Each line of the data below between the one containing "target | tree line" and the one containing "target | dry grass patch", both included, is to be repeated exactly. Please omit pictures.

> **Entries supplied**:
----------------------------------------
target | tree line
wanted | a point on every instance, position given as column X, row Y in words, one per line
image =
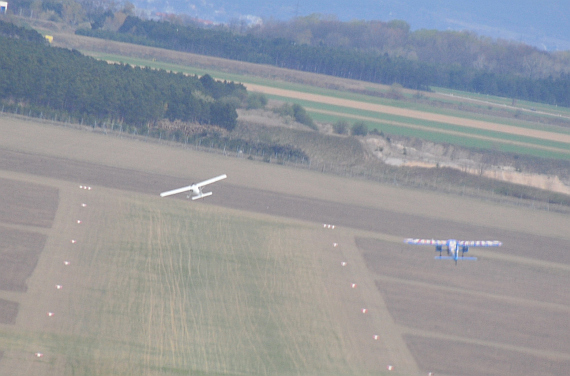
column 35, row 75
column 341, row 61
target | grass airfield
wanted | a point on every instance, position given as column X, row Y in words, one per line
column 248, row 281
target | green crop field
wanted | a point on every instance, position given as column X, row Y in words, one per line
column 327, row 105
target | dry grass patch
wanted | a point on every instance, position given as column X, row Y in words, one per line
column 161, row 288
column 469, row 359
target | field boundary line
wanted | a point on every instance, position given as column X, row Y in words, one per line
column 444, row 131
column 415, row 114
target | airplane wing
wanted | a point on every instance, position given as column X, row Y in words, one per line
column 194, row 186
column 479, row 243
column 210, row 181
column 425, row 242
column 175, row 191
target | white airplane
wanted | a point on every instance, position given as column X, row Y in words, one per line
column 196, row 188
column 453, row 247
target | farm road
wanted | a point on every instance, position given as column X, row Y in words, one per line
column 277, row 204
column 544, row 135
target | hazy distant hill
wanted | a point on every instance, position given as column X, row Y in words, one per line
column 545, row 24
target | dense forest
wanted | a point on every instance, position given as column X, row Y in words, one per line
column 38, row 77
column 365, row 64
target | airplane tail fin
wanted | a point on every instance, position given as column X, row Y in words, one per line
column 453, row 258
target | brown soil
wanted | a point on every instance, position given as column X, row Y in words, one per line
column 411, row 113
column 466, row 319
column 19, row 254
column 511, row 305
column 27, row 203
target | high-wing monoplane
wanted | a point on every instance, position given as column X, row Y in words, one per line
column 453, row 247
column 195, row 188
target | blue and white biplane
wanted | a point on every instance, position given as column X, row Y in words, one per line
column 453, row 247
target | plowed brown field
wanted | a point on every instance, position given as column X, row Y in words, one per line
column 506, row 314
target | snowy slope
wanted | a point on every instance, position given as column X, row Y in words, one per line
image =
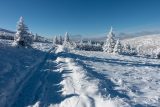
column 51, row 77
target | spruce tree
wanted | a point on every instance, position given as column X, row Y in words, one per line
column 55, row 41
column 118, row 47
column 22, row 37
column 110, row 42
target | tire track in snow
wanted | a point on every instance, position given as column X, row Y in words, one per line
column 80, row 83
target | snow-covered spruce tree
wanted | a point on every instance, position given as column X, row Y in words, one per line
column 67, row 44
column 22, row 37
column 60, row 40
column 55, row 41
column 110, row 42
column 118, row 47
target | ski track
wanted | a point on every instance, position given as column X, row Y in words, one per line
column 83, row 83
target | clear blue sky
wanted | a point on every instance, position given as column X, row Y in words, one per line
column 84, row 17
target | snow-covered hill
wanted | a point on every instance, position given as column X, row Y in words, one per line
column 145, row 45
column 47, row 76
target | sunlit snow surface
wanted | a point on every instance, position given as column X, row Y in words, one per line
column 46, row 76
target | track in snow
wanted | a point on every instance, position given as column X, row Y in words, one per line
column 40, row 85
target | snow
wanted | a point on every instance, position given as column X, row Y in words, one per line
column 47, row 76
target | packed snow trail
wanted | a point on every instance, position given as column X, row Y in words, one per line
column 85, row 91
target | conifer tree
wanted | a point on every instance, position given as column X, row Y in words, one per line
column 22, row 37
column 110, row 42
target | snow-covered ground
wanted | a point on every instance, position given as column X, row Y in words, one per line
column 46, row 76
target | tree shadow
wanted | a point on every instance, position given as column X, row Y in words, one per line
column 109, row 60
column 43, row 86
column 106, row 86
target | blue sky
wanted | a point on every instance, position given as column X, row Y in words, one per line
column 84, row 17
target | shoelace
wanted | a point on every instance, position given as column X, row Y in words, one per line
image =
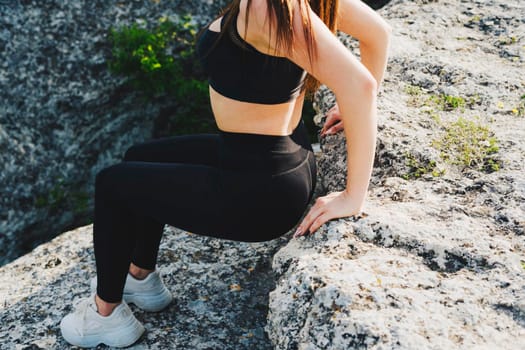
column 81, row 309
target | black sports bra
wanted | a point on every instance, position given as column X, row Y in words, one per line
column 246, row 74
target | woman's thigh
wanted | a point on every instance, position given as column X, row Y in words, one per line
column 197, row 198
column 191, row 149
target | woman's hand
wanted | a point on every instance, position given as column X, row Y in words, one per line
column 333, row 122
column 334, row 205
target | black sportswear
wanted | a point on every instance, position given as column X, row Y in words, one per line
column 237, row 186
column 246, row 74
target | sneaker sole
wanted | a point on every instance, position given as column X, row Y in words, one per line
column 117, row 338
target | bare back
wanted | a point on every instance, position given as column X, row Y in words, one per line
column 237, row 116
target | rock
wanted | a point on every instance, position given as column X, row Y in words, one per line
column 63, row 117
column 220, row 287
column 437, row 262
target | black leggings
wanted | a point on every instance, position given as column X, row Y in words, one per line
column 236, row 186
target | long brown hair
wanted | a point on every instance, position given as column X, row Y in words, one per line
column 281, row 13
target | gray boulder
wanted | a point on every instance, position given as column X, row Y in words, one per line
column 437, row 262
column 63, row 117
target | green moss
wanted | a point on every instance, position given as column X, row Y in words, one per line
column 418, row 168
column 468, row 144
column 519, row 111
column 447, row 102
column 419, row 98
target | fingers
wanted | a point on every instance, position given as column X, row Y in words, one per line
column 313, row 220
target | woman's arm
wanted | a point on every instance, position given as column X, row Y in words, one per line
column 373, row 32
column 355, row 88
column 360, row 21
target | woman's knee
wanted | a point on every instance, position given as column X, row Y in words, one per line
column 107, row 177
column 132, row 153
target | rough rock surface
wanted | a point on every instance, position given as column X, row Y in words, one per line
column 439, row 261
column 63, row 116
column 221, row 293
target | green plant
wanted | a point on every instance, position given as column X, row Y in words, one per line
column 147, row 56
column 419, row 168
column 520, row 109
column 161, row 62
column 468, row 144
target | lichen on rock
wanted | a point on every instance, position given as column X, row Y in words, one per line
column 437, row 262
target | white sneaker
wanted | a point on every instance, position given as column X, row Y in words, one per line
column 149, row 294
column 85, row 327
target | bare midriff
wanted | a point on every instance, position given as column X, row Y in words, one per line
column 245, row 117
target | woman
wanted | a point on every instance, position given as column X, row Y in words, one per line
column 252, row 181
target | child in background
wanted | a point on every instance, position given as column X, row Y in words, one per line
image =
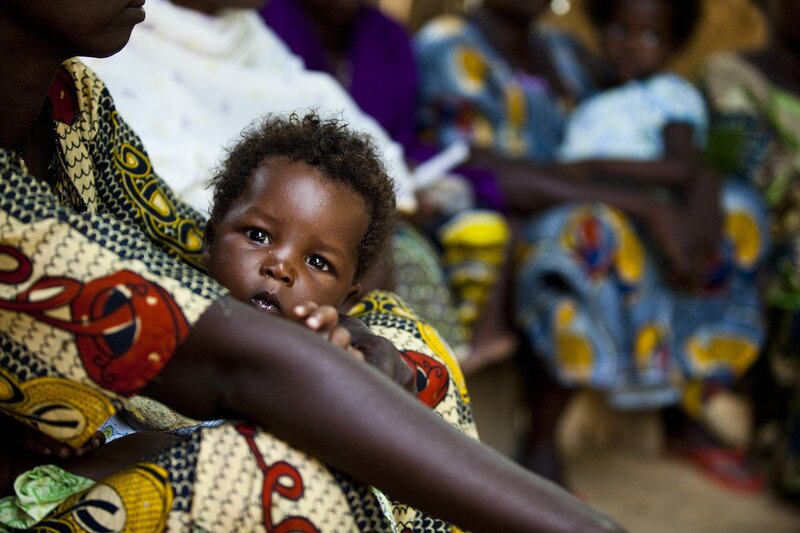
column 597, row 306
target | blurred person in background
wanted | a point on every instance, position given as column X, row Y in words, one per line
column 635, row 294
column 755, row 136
----------------------------------------
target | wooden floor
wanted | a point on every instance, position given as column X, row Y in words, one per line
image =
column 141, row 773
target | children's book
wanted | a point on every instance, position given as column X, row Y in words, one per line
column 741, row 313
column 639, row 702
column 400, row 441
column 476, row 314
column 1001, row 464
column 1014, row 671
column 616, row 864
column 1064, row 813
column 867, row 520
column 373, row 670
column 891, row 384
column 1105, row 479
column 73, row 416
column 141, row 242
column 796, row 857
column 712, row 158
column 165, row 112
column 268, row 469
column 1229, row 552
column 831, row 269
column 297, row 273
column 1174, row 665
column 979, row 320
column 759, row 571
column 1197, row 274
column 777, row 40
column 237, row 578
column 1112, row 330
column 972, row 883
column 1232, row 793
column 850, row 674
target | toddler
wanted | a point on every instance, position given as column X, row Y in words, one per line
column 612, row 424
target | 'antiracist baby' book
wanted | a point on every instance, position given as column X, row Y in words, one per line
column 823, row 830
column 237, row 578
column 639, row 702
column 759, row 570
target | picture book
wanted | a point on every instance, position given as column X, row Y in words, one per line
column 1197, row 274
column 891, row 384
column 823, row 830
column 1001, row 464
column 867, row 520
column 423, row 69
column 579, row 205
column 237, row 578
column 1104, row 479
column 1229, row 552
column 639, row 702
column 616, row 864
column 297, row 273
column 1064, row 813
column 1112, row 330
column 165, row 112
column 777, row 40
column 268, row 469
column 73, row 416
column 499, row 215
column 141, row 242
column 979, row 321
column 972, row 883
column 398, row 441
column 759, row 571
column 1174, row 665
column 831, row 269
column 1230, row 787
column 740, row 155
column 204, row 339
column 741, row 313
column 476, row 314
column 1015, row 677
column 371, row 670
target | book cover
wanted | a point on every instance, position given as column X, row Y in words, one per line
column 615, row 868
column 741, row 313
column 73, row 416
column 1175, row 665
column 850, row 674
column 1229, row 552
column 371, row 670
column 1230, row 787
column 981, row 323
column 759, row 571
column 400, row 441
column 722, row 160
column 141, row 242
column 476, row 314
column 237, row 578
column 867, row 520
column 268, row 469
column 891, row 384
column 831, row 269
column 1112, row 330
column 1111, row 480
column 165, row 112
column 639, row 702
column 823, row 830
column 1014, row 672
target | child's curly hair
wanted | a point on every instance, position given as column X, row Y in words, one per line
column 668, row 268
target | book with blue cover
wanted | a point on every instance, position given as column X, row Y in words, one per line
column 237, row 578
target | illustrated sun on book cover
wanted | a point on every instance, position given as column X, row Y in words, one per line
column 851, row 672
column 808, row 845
----------------------------------------
> **Answer to this problem**:
target | tree line
wanted | a point on every instance, position given as column X, row Y in words, one per line
image =
column 35, row 75
column 341, row 61
target | grass airfield
wanted | a point on every instance, position given as column X, row Y in words, one per line
column 248, row 281
target | green crop field
wanted | a point on every instance, position given as column X, row Y in words, one per line
column 327, row 105
target | dry grass patch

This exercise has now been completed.